__Set exercise__.
Identify every line in the entries below that contains the word "lattice" and copy each of those lines in full. Treat uppercase and lowercase letters as different.

__Dataset records__.
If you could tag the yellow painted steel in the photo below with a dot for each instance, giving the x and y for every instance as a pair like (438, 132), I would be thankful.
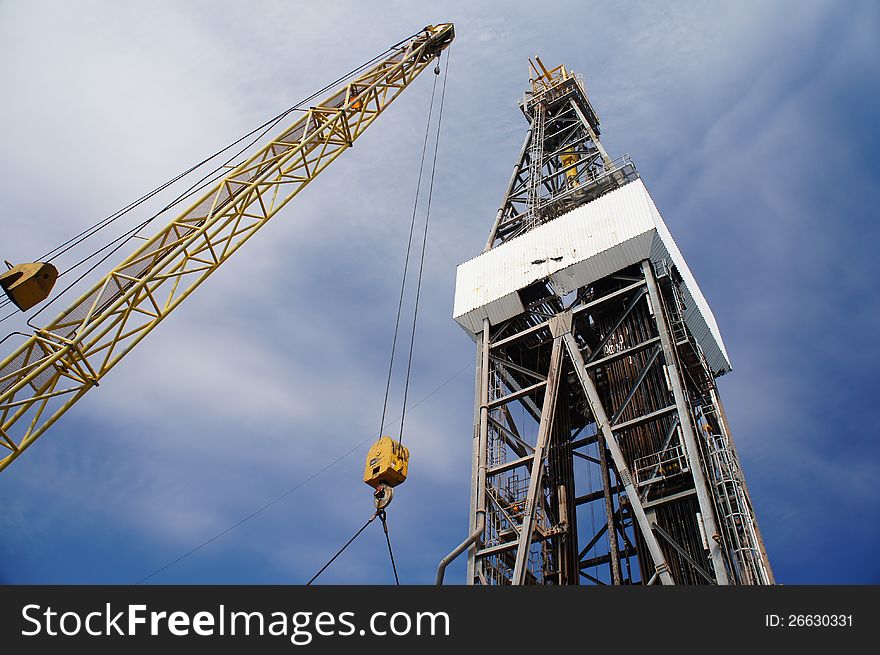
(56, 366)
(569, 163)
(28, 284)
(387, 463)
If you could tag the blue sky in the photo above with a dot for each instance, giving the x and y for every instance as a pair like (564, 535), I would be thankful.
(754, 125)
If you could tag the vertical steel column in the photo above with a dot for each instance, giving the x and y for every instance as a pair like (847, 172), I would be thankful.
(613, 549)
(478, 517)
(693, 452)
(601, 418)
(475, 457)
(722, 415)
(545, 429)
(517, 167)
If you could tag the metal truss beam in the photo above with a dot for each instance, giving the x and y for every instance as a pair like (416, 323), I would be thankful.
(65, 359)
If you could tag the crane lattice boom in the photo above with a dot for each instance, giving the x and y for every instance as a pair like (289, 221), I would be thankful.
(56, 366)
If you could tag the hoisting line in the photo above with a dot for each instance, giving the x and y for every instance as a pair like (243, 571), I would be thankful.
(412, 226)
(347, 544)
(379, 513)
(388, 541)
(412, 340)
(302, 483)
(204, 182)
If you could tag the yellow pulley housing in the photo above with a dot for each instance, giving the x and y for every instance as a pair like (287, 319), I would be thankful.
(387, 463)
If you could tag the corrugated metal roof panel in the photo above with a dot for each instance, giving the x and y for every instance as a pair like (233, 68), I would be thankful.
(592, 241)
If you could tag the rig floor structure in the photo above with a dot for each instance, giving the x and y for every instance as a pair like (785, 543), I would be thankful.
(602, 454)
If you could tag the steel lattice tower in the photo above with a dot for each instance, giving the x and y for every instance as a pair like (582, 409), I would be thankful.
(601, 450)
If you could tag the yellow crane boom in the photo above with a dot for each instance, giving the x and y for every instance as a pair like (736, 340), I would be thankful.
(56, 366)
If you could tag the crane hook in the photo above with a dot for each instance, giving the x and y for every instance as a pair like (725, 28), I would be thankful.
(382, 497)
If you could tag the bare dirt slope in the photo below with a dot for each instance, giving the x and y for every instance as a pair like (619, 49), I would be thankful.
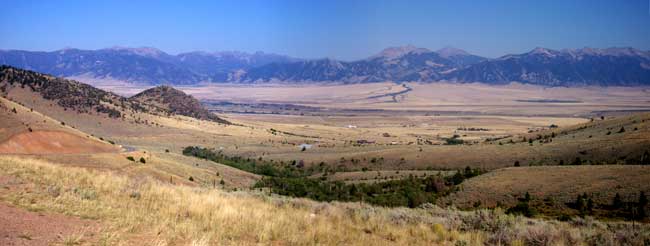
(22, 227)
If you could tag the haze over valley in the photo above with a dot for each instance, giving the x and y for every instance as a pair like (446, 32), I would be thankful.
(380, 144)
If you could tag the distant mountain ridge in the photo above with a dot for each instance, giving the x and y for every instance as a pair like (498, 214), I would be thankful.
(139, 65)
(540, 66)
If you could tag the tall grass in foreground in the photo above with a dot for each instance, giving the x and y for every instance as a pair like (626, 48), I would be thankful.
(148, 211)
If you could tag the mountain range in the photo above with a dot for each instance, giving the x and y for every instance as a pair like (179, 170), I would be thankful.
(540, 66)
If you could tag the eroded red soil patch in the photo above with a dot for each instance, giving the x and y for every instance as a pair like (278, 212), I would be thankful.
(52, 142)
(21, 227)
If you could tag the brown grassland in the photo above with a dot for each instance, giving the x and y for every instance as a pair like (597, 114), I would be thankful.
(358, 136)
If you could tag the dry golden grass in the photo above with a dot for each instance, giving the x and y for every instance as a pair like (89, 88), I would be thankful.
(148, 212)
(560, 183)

...

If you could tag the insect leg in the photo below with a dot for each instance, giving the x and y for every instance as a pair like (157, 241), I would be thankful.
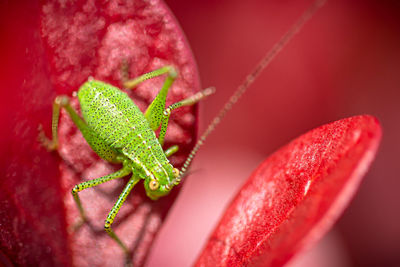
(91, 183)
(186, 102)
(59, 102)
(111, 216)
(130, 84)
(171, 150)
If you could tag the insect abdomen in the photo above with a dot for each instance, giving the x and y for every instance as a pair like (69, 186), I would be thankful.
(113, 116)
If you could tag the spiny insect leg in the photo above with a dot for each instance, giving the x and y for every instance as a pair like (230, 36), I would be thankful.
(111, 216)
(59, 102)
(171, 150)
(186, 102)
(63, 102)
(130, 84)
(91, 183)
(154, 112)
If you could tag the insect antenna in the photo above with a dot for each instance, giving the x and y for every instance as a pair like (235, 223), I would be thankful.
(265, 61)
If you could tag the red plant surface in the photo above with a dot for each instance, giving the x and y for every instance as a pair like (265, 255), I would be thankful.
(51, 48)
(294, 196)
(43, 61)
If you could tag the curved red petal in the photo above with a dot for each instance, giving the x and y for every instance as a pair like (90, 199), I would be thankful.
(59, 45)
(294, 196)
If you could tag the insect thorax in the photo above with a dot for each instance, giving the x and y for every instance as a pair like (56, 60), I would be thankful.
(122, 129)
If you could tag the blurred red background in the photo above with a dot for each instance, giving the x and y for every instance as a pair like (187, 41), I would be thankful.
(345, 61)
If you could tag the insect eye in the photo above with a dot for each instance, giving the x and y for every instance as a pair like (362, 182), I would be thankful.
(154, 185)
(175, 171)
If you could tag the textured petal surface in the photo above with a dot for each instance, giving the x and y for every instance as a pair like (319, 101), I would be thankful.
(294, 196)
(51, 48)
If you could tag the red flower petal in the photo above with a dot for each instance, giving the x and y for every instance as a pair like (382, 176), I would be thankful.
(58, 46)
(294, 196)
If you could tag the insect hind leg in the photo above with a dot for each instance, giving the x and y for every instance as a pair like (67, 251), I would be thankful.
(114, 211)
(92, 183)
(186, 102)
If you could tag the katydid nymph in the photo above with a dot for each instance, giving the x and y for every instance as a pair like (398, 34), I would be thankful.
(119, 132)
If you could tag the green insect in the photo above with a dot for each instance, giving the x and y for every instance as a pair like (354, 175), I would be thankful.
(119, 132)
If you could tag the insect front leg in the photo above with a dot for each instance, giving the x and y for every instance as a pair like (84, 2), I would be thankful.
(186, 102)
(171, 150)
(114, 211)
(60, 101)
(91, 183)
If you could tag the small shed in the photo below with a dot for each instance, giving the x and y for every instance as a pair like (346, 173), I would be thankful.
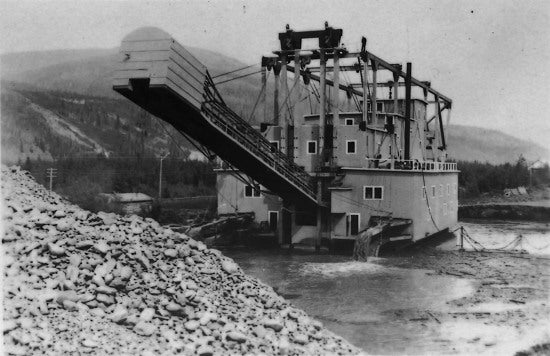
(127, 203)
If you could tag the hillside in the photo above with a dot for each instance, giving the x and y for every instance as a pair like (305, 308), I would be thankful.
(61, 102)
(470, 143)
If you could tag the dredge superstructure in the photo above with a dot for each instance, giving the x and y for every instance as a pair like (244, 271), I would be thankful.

---

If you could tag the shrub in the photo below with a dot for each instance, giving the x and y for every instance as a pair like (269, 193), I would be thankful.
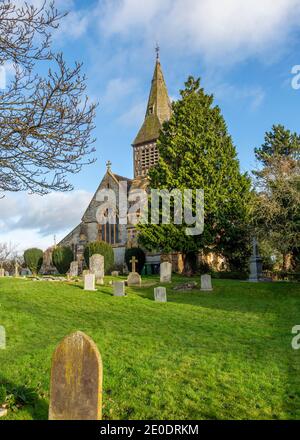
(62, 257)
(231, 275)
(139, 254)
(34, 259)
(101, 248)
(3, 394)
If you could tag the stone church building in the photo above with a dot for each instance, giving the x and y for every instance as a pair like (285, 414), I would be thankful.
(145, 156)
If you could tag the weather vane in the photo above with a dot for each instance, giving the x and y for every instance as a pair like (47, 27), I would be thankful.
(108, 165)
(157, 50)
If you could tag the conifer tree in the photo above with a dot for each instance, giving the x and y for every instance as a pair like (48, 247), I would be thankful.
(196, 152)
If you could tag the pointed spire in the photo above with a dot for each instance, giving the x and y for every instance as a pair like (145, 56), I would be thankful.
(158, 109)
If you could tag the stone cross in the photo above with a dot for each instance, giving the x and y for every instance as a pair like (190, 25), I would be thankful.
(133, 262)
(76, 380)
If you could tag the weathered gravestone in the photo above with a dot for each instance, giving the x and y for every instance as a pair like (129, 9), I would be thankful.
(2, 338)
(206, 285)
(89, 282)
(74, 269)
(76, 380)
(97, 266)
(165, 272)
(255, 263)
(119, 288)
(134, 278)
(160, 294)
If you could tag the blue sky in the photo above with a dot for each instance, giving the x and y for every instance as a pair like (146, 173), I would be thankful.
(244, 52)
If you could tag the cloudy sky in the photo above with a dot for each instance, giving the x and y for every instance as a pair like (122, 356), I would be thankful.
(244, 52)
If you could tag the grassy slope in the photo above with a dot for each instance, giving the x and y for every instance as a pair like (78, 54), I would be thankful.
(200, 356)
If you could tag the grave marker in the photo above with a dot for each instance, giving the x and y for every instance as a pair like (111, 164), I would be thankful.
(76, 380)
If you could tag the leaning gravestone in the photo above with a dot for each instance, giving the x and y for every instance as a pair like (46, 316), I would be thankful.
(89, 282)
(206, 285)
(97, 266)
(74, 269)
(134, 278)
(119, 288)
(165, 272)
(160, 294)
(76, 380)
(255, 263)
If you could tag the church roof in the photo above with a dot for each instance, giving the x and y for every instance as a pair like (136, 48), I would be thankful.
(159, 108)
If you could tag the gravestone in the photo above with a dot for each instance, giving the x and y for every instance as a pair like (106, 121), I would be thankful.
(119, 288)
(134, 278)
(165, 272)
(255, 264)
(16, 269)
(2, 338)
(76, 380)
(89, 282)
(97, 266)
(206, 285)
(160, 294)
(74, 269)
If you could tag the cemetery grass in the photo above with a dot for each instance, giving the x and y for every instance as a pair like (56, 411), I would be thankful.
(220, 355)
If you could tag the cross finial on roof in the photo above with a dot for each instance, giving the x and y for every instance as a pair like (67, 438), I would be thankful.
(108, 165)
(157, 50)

__Response to the exercise__.
If you could tag the crane lattice boom in the photo above with a dot for each instance, giving the x and y for every instance as a pair like (289, 221), I would be thankful.
If you could tag the steel lattice tower in the photo above with a dot for each instance, giving the x and y for every instance as a pair like (582, 409), I would be thankful.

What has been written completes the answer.